> [Exercise description] Reproduce the lines of the material below verbatim, starting at the line that contains "Could you kindly pick out the bare" and ending at the final line of the material, with both ends included.

> [Raw data]
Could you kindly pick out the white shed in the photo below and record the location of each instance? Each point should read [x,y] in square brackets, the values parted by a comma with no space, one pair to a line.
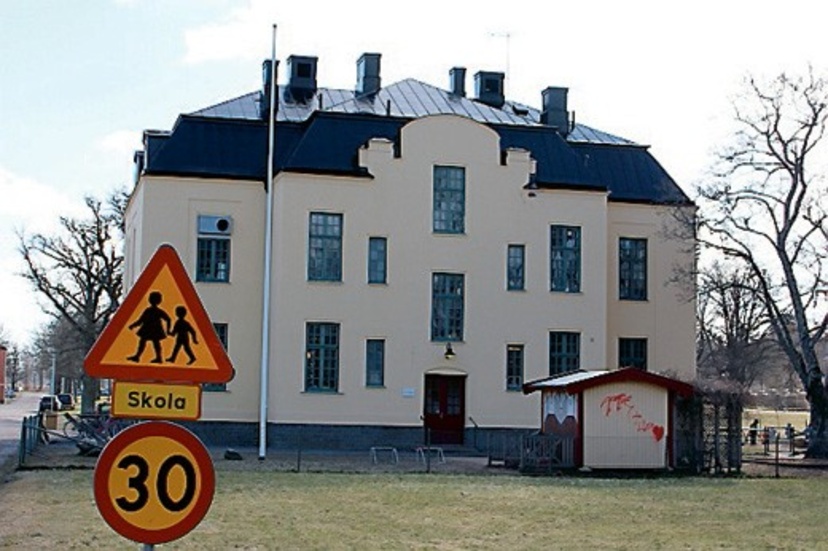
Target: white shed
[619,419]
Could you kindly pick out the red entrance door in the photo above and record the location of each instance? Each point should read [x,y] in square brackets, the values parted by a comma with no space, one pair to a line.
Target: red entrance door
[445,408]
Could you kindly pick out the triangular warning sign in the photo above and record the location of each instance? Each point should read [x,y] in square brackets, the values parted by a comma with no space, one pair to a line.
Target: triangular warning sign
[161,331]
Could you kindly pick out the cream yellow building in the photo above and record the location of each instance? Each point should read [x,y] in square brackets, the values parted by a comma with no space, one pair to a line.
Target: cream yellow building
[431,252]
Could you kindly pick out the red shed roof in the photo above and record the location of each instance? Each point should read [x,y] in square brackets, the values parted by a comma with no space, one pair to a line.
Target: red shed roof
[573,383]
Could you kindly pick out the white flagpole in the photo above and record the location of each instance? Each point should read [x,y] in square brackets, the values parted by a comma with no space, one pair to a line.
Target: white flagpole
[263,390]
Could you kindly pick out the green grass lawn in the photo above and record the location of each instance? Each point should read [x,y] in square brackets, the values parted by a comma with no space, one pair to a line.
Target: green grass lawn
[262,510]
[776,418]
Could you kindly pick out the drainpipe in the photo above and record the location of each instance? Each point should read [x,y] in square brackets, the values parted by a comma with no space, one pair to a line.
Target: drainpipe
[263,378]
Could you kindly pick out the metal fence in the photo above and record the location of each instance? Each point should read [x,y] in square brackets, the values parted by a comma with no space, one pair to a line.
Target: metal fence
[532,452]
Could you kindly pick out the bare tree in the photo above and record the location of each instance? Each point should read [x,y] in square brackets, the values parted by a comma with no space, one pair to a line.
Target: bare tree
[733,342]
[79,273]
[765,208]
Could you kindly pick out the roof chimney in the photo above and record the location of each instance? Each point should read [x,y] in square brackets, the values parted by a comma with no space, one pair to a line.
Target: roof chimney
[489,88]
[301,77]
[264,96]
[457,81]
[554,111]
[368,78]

> [Exercise solution]
Could you kindly pick out the bare tree in the photo above and record the location of each instance? Each point should read [x,y] in square brackets, the values parted by a comma with no space, one pair to a line.
Target: bare tree
[733,342]
[79,273]
[765,208]
Could you kindly pick out the roof chimney in the photo above and record the location of each instance? Each point should read [x,y] in square brackets, the values parted by a comma with no space, one pair to a line.
Target: roof chimney
[489,88]
[301,77]
[264,96]
[457,81]
[554,111]
[368,78]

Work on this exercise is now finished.